La liturgie du jeudi 8 juin nous présentait un texte de l’Ancien testament, tiré du livre de Tobie (dans la liturgie catholique, car les Protestants n’ont pas retenu ce livre dans leur bible). L’extrait m’a interpellé. Voila une belle histoire d’amour. Elle se décline entre amis, entre promis et promise, entre mari et femme, entre parents et enfants. Ce ne sont que des extraits, et l’intérêt serait grand de prendre le temps de lire ce court texte en entier. Voici ce qui est monté en moi.
Une lecture superficielle pourrait y voir une belle histoire qui finit bien. A lire de plus près ce texte, des bizarreries surviennent. Je n’en retiendrais qu’une : celle de la fraternité (et de la sororité). Nous retrouvons 5 fois le mot « frère », 3 fois le mot « sœur », 6 fois le mot « fille ». Cette bizarrerie est d’autant plus accentuée que ces mots sont adressés aux uns et aux autres sans tenir compte de la signification réelle du mot. Par exemple, frère pour l’ami ou l’oncle, fille pour l’épouse, sœur pour la fiancée… Toute la structure traditionnelle de la famille ou des relations, avec les rôles spécifiques de chacun, se trouve complètement bousculée.
Je suis sensible à la situation des migrants. Sans doute des « restes » de mon implication au CCFD Terre solidaire et à la situation de deux de mes enfants au loin : l’une, avec sa petite famille, retourne à la Réunion où elle a déjà vécu plus de 10 ans : il faut le dire : la tentative de se réinsérer en métropole pendant un an a buté sur l’indifférence et l’individualisme des autochtones. Un autre de mes fils habite au Brésil depuis 18 ans. Il y est resté sans papier pendant près de 10 ans.
L’actualité récente met les migrants et les réfugiés en avant :
– 79 morts et des centaines de disparus la semaine passée sur un bateau surchargé qui a coulé au large de la Grèce. Beaucoup de questions sont posées sur la passivité de Frontex présent sur les lieux. Peu de commentaire sur les médias.

*Exercices à réaliser*.
- A) Répondez à ces questions sur le texte retenu :
(i) Combien de fois le mot « sœur » revient-il dans l'extrait du livre de Tobie ?
(ii) Depuis combien d'années le fils mentionné habite-t-il au Brésil ?
(iii) Combien de morts le naufrage au large de la Grèce a-t-il causés ?
- B) Comment rendre en anglais cette phrase du texte retenu : « Toute la structure traditionnelle de la famille ou des relations, avec les rôles spécifiques de chacun, se trouve complètement bousculée. » ?
- C) Reproduisez le passage du texte retenu commençant par « Une lecture superficielle » et se terminant par « trouve complètement bousculée. ».

*Informations extraites*.

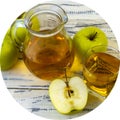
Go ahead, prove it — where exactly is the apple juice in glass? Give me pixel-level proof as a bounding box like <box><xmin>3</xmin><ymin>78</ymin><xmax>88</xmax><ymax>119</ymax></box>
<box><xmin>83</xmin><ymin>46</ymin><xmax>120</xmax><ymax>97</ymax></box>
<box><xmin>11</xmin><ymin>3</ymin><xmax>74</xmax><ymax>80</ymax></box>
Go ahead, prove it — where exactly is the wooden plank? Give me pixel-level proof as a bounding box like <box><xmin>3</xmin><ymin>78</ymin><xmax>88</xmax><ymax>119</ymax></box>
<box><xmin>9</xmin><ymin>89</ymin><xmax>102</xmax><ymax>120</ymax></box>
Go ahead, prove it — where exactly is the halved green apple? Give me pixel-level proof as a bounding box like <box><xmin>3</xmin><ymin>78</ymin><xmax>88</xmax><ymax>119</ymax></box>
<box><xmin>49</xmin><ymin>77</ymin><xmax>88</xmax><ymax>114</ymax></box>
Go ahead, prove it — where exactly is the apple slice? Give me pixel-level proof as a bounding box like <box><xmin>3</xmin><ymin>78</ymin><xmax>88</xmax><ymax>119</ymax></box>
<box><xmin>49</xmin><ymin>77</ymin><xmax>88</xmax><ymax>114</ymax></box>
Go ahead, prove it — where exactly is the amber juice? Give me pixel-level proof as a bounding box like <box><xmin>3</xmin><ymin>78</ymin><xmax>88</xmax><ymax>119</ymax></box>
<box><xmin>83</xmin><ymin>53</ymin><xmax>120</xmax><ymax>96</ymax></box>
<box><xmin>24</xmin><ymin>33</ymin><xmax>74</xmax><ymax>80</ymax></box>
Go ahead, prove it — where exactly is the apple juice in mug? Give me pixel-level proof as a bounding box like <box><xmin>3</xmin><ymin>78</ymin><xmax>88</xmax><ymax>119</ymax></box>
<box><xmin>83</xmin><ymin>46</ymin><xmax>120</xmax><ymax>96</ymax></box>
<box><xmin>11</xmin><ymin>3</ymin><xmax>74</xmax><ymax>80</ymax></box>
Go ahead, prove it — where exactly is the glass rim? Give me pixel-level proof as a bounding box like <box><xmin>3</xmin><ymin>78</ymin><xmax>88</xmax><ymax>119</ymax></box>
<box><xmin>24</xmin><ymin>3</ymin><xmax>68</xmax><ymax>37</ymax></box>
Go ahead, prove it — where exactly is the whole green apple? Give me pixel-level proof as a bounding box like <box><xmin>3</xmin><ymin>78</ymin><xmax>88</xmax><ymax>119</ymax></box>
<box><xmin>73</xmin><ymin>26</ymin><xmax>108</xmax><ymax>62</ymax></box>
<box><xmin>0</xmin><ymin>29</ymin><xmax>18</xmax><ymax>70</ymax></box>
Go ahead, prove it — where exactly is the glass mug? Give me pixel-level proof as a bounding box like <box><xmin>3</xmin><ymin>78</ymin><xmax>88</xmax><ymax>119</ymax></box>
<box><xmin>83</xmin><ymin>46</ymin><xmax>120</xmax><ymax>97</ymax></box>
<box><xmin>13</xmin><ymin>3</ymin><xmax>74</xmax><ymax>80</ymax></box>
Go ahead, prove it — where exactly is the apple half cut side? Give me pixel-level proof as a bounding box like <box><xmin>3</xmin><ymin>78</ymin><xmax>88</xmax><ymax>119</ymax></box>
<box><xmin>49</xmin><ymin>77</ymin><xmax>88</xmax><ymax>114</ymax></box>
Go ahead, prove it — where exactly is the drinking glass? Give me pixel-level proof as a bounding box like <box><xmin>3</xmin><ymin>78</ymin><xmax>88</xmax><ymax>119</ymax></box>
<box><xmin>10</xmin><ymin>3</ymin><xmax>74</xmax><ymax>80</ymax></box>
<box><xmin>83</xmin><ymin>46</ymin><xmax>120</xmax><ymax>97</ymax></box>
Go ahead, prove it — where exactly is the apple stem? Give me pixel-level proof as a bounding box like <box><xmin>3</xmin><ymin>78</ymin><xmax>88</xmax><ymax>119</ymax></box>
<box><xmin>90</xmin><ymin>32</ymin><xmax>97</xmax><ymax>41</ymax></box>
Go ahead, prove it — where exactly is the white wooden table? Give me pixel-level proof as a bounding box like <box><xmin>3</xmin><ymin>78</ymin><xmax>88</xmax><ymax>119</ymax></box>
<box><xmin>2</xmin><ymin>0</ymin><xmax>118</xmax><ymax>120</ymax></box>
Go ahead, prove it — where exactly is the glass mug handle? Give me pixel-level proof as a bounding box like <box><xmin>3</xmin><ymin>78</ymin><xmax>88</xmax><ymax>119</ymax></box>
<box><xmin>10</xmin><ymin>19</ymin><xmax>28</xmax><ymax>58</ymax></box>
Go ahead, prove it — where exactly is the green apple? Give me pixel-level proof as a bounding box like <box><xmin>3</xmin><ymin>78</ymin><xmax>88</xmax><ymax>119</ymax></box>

*Réponses fournies*.
- A)
(i) 3 fois.
(ii) Depuis 18 ans.
(iii) 79 morts.

- B) The whole traditional structure of the family or of relationships, with each person's specific roles, is completely upended.

- C)
Une lecture superficielle pourrait y voir une belle histoire qui finit bien. A lire de plus près ce texte, des bizarreries surviennent. Je n’en retiendrais qu’une : celle de la fraternité (et de la sororité). Nous retrouvons 5 fois le mot « frère », 3 fois le mot « sœur », 6 fois le mot « fille ». Cette bizarrerie est d’autant plus accentuée que ces mots sont adressés aux uns et aux autres sans tenir compte de la signification réelle du mot. Par exemple, frère pour l’ami ou l’oncle, fille pour l’épouse, sœur pour la fiancée… Toute la structure traditionnelle de la famille ou des relations, avec les rôles spécifiques de chacun, se trouve complètement bousculée.